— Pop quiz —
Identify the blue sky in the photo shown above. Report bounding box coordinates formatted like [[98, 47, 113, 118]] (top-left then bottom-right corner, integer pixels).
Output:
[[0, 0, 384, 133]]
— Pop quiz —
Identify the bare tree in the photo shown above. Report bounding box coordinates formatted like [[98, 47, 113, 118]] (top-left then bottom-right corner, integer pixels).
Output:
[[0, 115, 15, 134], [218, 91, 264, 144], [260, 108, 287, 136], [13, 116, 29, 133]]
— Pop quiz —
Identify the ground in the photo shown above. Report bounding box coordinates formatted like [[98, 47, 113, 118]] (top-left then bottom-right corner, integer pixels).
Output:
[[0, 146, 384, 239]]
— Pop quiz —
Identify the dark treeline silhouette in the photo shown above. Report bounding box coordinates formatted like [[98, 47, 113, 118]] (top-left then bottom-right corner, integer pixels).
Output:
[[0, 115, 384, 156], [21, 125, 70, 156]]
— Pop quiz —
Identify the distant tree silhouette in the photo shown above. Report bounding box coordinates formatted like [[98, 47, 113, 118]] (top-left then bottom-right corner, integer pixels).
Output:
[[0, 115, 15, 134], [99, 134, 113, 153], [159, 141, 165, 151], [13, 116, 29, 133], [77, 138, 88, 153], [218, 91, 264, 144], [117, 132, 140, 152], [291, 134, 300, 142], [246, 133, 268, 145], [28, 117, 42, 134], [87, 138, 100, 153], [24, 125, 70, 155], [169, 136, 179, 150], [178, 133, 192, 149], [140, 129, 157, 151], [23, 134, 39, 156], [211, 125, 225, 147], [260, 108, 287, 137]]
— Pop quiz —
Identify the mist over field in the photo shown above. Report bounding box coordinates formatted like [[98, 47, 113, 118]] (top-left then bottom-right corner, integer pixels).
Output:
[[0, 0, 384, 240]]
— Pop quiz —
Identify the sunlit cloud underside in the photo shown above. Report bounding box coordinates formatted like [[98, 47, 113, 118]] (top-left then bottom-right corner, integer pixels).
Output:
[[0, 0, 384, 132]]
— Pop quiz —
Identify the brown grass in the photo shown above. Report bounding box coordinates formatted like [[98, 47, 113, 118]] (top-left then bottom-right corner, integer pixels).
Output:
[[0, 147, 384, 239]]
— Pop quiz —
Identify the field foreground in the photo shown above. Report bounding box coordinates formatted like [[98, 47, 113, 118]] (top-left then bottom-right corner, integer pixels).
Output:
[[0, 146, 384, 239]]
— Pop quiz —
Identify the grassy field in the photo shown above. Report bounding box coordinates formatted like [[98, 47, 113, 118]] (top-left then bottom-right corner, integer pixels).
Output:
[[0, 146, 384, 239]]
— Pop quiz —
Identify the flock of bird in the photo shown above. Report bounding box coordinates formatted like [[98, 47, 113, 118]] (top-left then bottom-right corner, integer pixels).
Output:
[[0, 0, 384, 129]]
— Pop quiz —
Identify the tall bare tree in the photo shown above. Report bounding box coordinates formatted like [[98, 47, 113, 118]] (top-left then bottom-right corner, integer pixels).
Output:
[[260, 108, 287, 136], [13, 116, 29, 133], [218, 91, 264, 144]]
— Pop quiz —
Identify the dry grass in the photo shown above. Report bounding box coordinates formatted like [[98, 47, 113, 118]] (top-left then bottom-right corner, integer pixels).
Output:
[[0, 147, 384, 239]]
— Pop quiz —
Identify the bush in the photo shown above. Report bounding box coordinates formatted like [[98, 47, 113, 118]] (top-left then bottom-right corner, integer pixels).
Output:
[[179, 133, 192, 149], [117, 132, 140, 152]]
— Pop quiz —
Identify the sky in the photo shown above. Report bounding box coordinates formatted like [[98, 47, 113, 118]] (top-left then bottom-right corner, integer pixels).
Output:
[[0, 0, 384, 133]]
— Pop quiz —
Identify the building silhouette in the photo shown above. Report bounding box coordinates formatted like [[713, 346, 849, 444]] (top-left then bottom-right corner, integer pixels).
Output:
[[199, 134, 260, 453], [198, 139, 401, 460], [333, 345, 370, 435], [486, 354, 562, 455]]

-------------------------

**Description of the task**
Write out the data again, exactly and in full.

**Exercise solution**
— Pop quiz —
Identify the blue sky in the photo shown above. Report bounding box coordinates formatted like [[98, 47, 113, 118]] (top-left then bottom-right corner, integer pixels).
Output:
[[0, 0, 384, 133]]
— Pop quiz —
Identify the bare tree in the photo shown above. Report bounding box coordinates formatted like [[98, 47, 113, 118]] (top-left then bottom-right corner, integer pixels).
Output:
[[0, 115, 15, 134], [218, 91, 264, 144], [260, 108, 287, 136], [13, 116, 29, 133]]
— Pop quiz —
Identify the ground in the photo shown above. Report bounding box coordinates formatted like [[98, 47, 113, 118]] (top-left then bottom-right corner, integer pixels).
Output:
[[0, 146, 384, 239]]
— Pop quiz —
Identify the dark treeline silhouette in the photo shown above. Report bounding box coordinates formatted like [[98, 47, 113, 118]] (top-left then bottom-right corner, integer pixels).
Output:
[[0, 115, 384, 156], [21, 125, 70, 156]]
— Pop quiz —
Identify the distant tree silhouette in the photo shown above. Report bounding box coordinates formatted like [[98, 47, 113, 118]] (top-left then bottom-right corner, integer pixels).
Output:
[[0, 115, 15, 134], [99, 134, 113, 153], [159, 141, 165, 151], [13, 116, 29, 133], [77, 138, 88, 153], [218, 91, 264, 144], [117, 132, 140, 152], [291, 134, 300, 142], [246, 133, 268, 145], [28, 117, 42, 134], [87, 138, 100, 153], [24, 125, 70, 155], [169, 136, 179, 150], [178, 133, 192, 149], [140, 129, 157, 151], [23, 134, 39, 156], [211, 125, 225, 147], [260, 108, 287, 137]]
— Pop quiz —
Identify the mist over field in the photo shown above. Report bounding box coordinates formatted like [[98, 47, 113, 118]] (top-left then bottom-right corner, integer pixels).
Output:
[[0, 0, 384, 240]]
— Pop quiz —
Identify the sunlit cloud underside in the photo shown above. Report bounding box coordinates formatted like [[98, 47, 113, 118]] (top-left then bottom-right corner, integer pixels).
Output:
[[0, 0, 384, 132]]
— Pop quiz —
Identify the brown grass in the photo shown above. Report bounding box coordinates formatted like [[98, 47, 113, 118]] (top-left then bottom-right corner, integer pixels).
Output:
[[0, 147, 384, 239]]
— Pop quiz —
Identify the field foreground in the photo shown above. Report bounding box coordinates formatted like [[98, 47, 113, 118]] (top-left then bottom-right corner, integer pixels).
Output:
[[0, 146, 384, 239]]
— Pop quiz —
Identify the grassy field in the photo shown above. Report bounding box coordinates formatted like [[98, 47, 113, 118]] (top-left then bottom-right corner, integer pixels).
Output:
[[0, 146, 384, 239]]
— Pop quiz —
Identify the flock of bird in the photo shown above. Report bounding box coordinates formatted like [[98, 47, 113, 118]] (top-left then bottom-right corner, integer pixels).
Output:
[[0, 0, 384, 129]]
— Pop quiz —
Identify the tall bare tree in the photo shown above. Report bounding box coordinates formatted like [[98, 47, 113, 118]] (top-left then bottom-right corner, integer pixels).
Output:
[[260, 108, 287, 136], [13, 116, 29, 133], [218, 91, 264, 144]]
— Pop quiz —
Identify the dry grass in the photo shown above. Report bounding box coordinates formatted like [[98, 47, 113, 118]] (top-left then bottom-right corner, integer pixels).
Output:
[[0, 147, 384, 239]]
— Pop quiz —
Identify the bush in the photo shown above. Report bounding box coordinates formatted like [[98, 47, 113, 118]] (top-left then bottom-right corner, integer pixels).
Output:
[[179, 133, 192, 149], [117, 132, 140, 152]]
— Pop quiz —
Identify the sky in the photo shown above. Report bounding box coordinates formatted like [[98, 47, 113, 118]] (top-left then bottom-right corner, integer pixels).
Output:
[[0, 0, 384, 133]]
— Pop quiz —
Identify the building silhouette in the photo shown above. Report bounding box coordinates formatted like [[713, 346, 849, 444]] (top-left then bottom-right corner, integer pixels).
Output:
[[199, 134, 260, 453], [198, 139, 401, 460], [333, 345, 370, 435], [486, 354, 562, 455]]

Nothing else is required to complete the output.